Re: fragment identifier as uri? (Was: 000106 Minutes)

I've been thining about this some more and believe we should just go
with what all normal people think of as a URI.

To a substantial extent, the WG tentative decision at the F2F was
based on some sort of aversion to the strange and wonderful things you
can in principle do with fragments, like selecting a time sub-interval
from an audio data type or doing an XPointer.  I don't really
understand that aversion since it is inherently the property of
something as powerful as a URI with arbitrary scheme and other parts,
sometimes including qery parts thousands of characters long, that no
software has ever existed or will ever exists that can actually handle
all URIs.  The reality is that all software will have to perform a
number of checks on URIs and/or IDREFs.  It does not seem appreciably
harder to me to check for "#token" than it does to check for "token"
as an IDREF.  I'm sure there will be implementations, probably mostly
simple protocol oriented implementations, that just plain only handle
IDREFs.  But I don't see that there job is made much simpler by having
an IDREF attribute.  Why should we split IDREF and fragment this and
do things in an unusual way?  Since all real applications are going to
have to impose lots of contraints on the URIs they can handle, how
does it matter than much how complex/ridiculous/whatever the URIs they
reject can be?

I don't see the non-validating parser / absence of a DTD as that much
of a problem as signature aware applications should, in effect, have
the XMLDSIG DTD built in and so can recognize our IDs in our elemnts,
including the Object elment, for example, which can be used to wrap an
optionally encoded data item anywhere in the document which contains
the Signature element, if the application is designed that way.

On the other hand, I don't give much weight to the argument against an
IDREF attribute because it is so limited compared with a URI when we
provide the URI attribute as an alternative.

From:  "Joseph M. Reagle Jr." <reagle@w3.org>
Resent-Date:  Fri, 28 Jan 2000 18:07:04 -0500 (EST)

——————————

▶ _Goal 1_
Summarize the message about fragment identifiers in two sentences.
The rows after this message are unrelated material.

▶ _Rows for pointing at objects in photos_
——————————

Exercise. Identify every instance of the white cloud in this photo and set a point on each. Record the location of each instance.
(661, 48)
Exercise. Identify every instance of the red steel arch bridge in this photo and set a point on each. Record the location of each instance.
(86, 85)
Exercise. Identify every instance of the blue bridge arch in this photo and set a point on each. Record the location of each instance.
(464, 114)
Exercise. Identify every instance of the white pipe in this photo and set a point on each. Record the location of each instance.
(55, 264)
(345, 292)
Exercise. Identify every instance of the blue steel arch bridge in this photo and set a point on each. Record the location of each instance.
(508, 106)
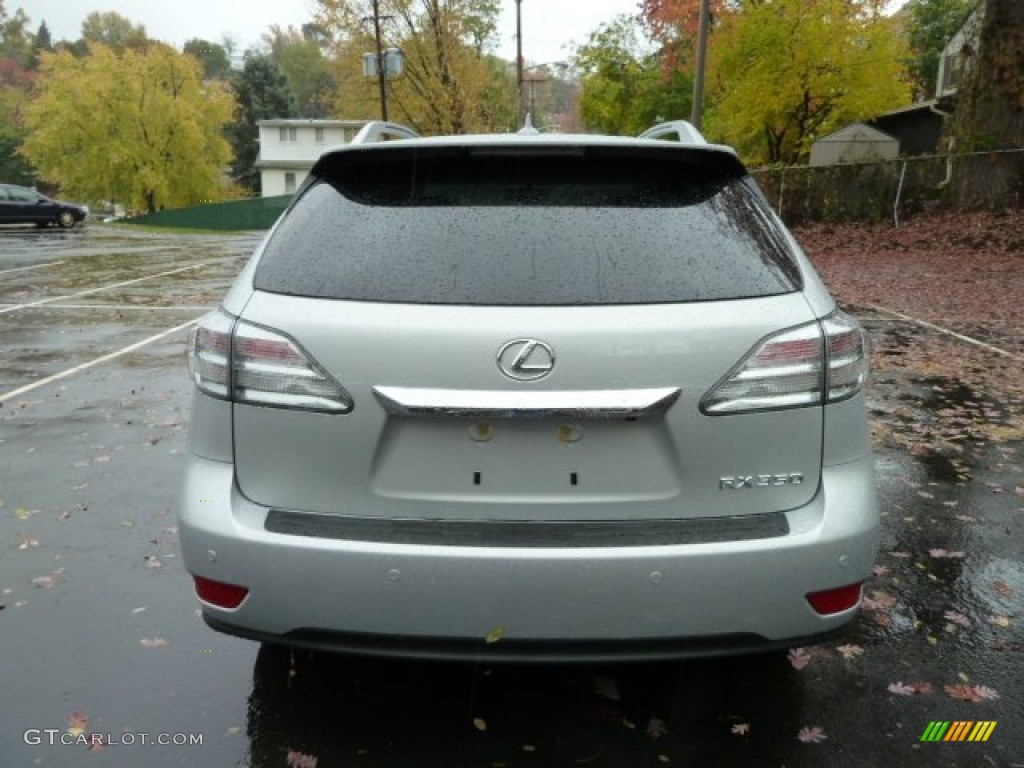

——————————

▶ _Goal 2_
Please express the rows from the line with "Exercise. Identify every instance of the blue steel" through the end of the rows as a two-column CSV with the columns request and point. Use one CSV line per request, put each field in quotation marks with line breaks turned into spaces, include only those rows, and leave the pictures out.

▶ _Worked solution 1_
The writer argues for using ordinary URIs, including "#token" fragments, rather than a separate IDREF attribute, since checking for "#token" is hardly harder than checking an IDREF and all real software must limit the URIs it handles anyway. The writer also sees the absence of a DTD as no great problem, because signature-aware applications should have the XMLDSIG DTD built in and can recognize the IDs in its elements.

▶ _Worked solution 2_
request,point
"Exercise. Identify every instance of the blue steel arch bridge in this photo and set a point on each. Record the location of each instance.","(508, 106)"